• **O que fazer**
De acordo com o texto de leitura sobre a violência na Argentina, qual é o índice de desemprego atual no país?

• **Texto de leitura**
·····
Já Liliana Ferreira, 52, diz que deixou de sair à noite com o carro do marido, mais novo, e passou a usar o dela mesmo para não chamar a atenção. Outra precaução foi instruir o motorista que costuma levar o filho de 11 anos à escola a variar sempre o trajeto e o horário da viagem. "Estou me adaptando à nova realidade."
Para especialistas ouvidos pela Folha, a explicação óbvia -mas não a única- para o crescimento da violência está na degradação dos indicadores sociais. A Argentina tem hoje um índice recorde de desemprego, de 21,4%, e mais da metade da população vive abaixo da linha da pobreza.
"A população pobre pensa hoje apenas no próximo prato de comida. A primeira iniciativa é procurar um emprego. Se não dá certo, o próximo passo é tentar pedir esmola. Mas, quando nem isso funciona, o crime se torna a única solução", diz Juan Labaqui, especialista em violência da Fundação Sophia.
·····
• **Listagem de dados**
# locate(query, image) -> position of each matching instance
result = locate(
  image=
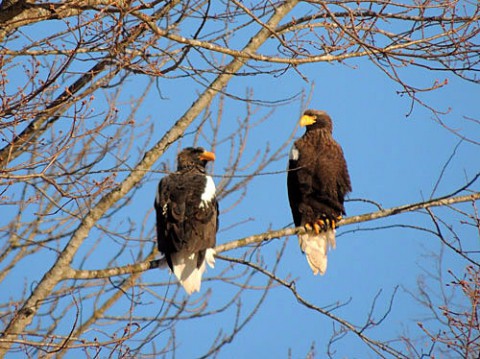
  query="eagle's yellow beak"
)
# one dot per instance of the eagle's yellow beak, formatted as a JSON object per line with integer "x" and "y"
{"x": 307, "y": 120}
{"x": 207, "y": 156}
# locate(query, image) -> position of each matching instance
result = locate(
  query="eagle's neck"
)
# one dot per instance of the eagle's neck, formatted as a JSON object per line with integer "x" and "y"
{"x": 318, "y": 134}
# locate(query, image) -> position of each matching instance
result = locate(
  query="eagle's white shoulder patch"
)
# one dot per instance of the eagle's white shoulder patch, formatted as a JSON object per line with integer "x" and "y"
{"x": 294, "y": 154}
{"x": 208, "y": 193}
·····
• **Resposta**
O desemprego está em 21,4%, um índice recorde.